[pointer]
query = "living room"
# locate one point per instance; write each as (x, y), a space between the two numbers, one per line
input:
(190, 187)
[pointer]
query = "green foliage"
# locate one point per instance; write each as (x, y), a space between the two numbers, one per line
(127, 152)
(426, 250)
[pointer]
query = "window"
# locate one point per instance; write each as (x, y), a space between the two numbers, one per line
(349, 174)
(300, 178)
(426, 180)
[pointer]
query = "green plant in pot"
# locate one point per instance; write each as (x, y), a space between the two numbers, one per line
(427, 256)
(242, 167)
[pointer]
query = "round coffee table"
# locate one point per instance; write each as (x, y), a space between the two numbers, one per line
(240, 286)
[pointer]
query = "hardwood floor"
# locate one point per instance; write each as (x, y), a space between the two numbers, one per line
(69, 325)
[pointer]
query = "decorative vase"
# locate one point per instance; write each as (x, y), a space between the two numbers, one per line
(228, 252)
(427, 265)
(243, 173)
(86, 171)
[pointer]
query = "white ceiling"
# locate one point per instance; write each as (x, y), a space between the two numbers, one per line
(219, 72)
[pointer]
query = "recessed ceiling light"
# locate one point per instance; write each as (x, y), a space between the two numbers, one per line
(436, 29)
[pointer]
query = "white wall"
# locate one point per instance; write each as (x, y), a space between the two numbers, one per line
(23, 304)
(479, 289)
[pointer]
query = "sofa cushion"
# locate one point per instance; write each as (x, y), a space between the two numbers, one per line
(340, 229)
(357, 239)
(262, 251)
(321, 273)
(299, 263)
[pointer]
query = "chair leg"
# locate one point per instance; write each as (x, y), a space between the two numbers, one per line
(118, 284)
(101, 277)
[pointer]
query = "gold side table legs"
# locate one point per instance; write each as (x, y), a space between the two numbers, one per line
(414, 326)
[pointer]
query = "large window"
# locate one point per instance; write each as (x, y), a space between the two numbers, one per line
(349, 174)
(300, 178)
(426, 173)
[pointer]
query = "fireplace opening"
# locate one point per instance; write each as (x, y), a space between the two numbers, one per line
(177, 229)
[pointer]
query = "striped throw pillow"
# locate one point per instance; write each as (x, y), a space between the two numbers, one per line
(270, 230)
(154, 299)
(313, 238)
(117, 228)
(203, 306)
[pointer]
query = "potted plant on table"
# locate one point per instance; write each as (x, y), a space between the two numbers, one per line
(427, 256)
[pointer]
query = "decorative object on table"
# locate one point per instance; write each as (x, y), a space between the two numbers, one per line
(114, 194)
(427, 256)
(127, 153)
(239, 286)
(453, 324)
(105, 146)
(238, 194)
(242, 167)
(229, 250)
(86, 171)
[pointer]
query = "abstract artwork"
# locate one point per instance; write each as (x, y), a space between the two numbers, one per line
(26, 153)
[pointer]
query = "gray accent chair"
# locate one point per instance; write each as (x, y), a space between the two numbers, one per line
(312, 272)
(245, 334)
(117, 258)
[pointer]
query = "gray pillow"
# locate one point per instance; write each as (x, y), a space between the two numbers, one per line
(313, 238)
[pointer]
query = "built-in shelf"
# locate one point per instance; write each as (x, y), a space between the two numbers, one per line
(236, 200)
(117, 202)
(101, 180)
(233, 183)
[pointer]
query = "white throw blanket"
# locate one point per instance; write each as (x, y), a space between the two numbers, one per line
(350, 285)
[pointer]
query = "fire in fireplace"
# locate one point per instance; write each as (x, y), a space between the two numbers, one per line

####################

§ Directions
Read the entries and select each line where the word "throw" is found.

§ Reply to the task
query = "striped throw pillow"
query = "white throw blanket"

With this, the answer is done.